» 課題
下にある「ろく」の語源についての文章を、一字も変えずに全文抜き出してください。

» 原文
◆ ◆ ◆

それどころか、次の薀蓄ではさすがに眉唾もののように思えて…。
「思うに、「甚六」というのは、「碪碌(ちんろく)」を簡略にした宛字であろう。「碪(チン→ヂェン)」は「砧(ちん)」と同じく、槌で布を打ち柔らげるのに用いる石の台であるが、「碌」は、デコボコのゴロタ石であるから、ゴロタ石の砧では役に立たない。そこで、使い物にならない碌でなしを「碪碌」といい、それを略して、「甚六」と書いたものと思われる。」(萩谷朴「語源の快楽」角川文庫)

>「陸」からの否定形への転位は、いつ頃おきたのでしょう。
1603年刊の「日葡辞書」には、すでに形容詞や副詞用法が盛んだったようですが、それが打消しで記録に現れるのは約100年後の浄瑠璃本あたりからのようです。
「Rocuna ロクナ(陸な) 平坦な(こと)。 例」Rocuna michi(陸な道) 平らでなだらかな道。また、まっ直ぐな(こと) Rocuni ロクニ(陸に) 副詞」(「日葡辞書」)
「ろくなことは出かさず片鬢剃りこぼされ。大門口に曝された友達の一分棄てさする。」(近松門左衛門「冥途の飛脚」)

一方、「ろくぢ」で「陸地(平坦な土地)」と「六字(浄土宗の名号)」を掛けた言い方が元禄期には文献に現れています。
「北野に常題目といふ所あり。さる法花の俗人聞き及びて、はじめて参られけるに、寺内事の外ひろしといへども、地形たかひく有てみぐるしゝ。「とてもの事に地をろくにならしたきものかな」と噂するを、亭坊申さるゝは、「此の高ひくありてこそ題目も相続すれ。ろくぢは此方にさし合いぢゃといふ」」(「軽口露がはなし5、9常題目の地形」1691年)

◆ ◆ ◆

» データ抜粋
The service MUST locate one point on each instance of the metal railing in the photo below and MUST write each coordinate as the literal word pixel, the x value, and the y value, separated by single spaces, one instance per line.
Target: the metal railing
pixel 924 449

◆ ◆ ◆

» 正解
それどころか、次の薀蓄ではさすがに眉唾もののように思えて…。
「思うに、「甚六」というのは、「碪碌(ちんろく)」を簡略にした宛字であろう。「碪(チン→ヂェン)」は「砧(ちん)」と同じく、槌で布を打ち柔らげるのに用いる石の台であるが、「碌」は、デコボコのゴロタ石であるから、ゴロタ石の砧では役に立たない。そこで、使い物にならない碌でなしを「碪碌」といい、それを略して、「甚六」と書いたものと思われる。」(萩谷朴「語源の快楽」角川文庫)

>「陸」からの否定形への転位は、いつ頃おきたのでしょう。
1603年刊の「日葡辞書」には、すでに形容詞や副詞用法が盛んだったようですが、それが打消しで記録に現れるのは約100年後の浄瑠璃本あたりからのようです。
「Rocuna ロクナ(陸な) 平坦な(こと)。 例」Rocuna michi(陸な道) 平らでなだらかな道。また、まっ直ぐな(こと) Rocuni ロクニ(陸に) 副詞」(「日葡辞書」)
「ろくなことは出かさず片鬢剃りこぼされ。大門口に曝された友達の一分棄てさする。」(近松門左衛門「冥途の飛脚」)

一方、「ろくぢ」で「陸地(平坦な土地)」と「六字(浄土宗の名号)」を掛けた言い方が元禄期には文献に現れています。
「北野に常題目といふ所あり。さる法花の俗人聞き及びて、はじめて参られけるに、寺内事の外ひろしといへども、地形たかひく有てみぐるしゝ。「とてもの事に地をろくにならしたきものかな」と噂するを、亭坊申さるゝは、「此の高ひくありてこそ題目も相続すれ。ろくぢは此方にさし合いぢゃといふ」」(「軽口露がはなし5、9常題目の地形」1691年)